Work instructions: Type out all the records again exactly.

Extracted material:

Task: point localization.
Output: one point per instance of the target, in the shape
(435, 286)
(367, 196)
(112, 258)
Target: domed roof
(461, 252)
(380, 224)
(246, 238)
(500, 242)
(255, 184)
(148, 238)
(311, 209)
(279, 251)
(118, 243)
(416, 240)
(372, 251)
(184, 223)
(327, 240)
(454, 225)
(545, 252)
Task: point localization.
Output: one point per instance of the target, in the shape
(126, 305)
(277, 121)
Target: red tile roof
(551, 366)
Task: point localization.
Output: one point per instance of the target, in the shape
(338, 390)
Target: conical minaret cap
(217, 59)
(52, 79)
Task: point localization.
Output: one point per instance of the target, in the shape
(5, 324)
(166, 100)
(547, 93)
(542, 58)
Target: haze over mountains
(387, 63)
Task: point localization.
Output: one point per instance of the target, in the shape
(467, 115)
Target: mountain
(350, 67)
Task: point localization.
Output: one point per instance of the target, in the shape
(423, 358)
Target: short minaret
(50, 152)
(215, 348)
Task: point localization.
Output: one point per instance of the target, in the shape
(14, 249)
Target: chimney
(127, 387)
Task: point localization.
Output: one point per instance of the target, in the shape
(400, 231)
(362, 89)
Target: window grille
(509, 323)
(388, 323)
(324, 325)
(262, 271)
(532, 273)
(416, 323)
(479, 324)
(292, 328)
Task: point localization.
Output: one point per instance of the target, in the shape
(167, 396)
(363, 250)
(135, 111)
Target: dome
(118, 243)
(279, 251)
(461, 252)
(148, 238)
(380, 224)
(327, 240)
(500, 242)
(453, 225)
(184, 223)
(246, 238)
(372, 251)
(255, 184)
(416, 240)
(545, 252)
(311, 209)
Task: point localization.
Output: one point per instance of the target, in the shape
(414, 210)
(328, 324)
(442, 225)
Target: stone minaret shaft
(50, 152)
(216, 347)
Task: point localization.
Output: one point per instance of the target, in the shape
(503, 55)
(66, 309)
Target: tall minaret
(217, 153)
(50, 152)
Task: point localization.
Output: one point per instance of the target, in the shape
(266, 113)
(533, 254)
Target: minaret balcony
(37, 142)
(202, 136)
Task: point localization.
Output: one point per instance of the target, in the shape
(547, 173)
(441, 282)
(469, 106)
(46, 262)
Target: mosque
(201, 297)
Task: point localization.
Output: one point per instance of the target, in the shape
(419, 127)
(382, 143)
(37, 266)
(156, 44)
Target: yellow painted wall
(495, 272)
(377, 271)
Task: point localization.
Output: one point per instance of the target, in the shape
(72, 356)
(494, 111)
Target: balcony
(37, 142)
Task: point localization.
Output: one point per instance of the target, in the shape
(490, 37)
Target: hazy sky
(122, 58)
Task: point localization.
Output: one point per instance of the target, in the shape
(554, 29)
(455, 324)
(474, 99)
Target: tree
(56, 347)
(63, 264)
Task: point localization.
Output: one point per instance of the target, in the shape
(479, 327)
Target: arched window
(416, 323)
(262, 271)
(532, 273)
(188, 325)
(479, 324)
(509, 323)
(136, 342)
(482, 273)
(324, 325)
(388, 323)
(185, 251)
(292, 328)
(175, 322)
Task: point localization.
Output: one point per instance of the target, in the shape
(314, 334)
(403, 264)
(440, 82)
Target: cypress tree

Solution below:
Task: point localization.
Output: one point per instance of the target, in the shape
(435, 286)
(367, 196)
(112, 258)
Target: domed roof
(461, 252)
(380, 224)
(246, 238)
(500, 242)
(255, 184)
(148, 238)
(311, 209)
(279, 251)
(118, 243)
(416, 240)
(372, 251)
(184, 223)
(327, 240)
(454, 225)
(545, 252)
Task: point localization.
Output: one point per instance of the target, in the shape
(126, 305)
(277, 121)
Target: red tile roof
(551, 366)
Task: point localization.
Output: one point per instance of the target, in the shape
(338, 390)
Target: conical minaret cap
(217, 59)
(52, 79)
Task: point localization.
Output: one point per instance of the target, in the shape
(5, 324)
(166, 100)
(547, 93)
(542, 58)
Target: haze over mountains
(387, 63)
Task: point localization.
Output: one point per instance of the target, in the shape
(467, 115)
Target: mountain
(350, 67)
Task: point localization.
Output: one point per instance of the target, in the shape
(423, 358)
Target: short minaret
(50, 152)
(215, 348)
Task: point localization.
Output: one point per instance of the target, in the shape
(14, 249)
Target: chimney
(127, 387)
Task: point localization.
Output: one point per instance of the target, in the shape
(400, 231)
(362, 89)
Target: window grille
(509, 323)
(388, 323)
(324, 325)
(262, 271)
(532, 273)
(416, 323)
(479, 324)
(292, 328)
Task: point localization.
Output: one point per instance of the target, in the shape
(167, 396)
(363, 250)
(135, 111)
Target: dome
(118, 243)
(279, 251)
(461, 252)
(148, 238)
(380, 224)
(327, 240)
(500, 242)
(453, 225)
(184, 223)
(246, 238)
(372, 251)
(255, 184)
(416, 240)
(545, 252)
(311, 209)
Task: point localization.
Output: one point per instance of the target, in the shape
(414, 210)
(328, 324)
(442, 225)
Target: stone minaret shaft
(50, 152)
(216, 347)
Task: point localization.
Output: one point per instance of the target, in the shape
(503, 55)
(66, 309)
Target: tall minaret
(217, 153)
(50, 152)
Task: point localization.
Output: one point per instance of the target, in the shape
(266, 113)
(533, 254)
Target: minaret balcony
(37, 142)
(202, 136)
Task: point localization.
Output: one point per instance of the target, in the shape
(547, 173)
(441, 282)
(469, 106)
(46, 262)
Target: mosque
(201, 297)
Task: point localization.
Output: one point per instance of the target, in the shape
(419, 127)
(382, 143)
(37, 266)
(156, 44)
Target: yellow painted wall
(495, 272)
(377, 271)
Task: point localization.
Output: one point per instance of the target, in the shape
(72, 356)
(494, 111)
Target: balcony
(37, 142)
Task: point localization.
Output: one point per instance of the target, in the shape
(490, 37)
Target: hazy sky
(122, 58)
Task: point localization.
Output: one point per instance of the target, in the shape
(554, 29)
(455, 324)
(474, 99)
Target: tree
(56, 347)
(63, 264)
Task: point localization.
Output: one point per instance of the target, in the shape
(479, 327)
Target: arched window
(416, 323)
(262, 271)
(532, 273)
(188, 325)
(479, 324)
(509, 323)
(136, 342)
(482, 273)
(324, 325)
(388, 323)
(185, 251)
(292, 328)
(175, 322)
Task: point localization.
Output: one point per instance of the target, in the shape
(314, 334)
(403, 264)
(440, 82)
Target: cypress tree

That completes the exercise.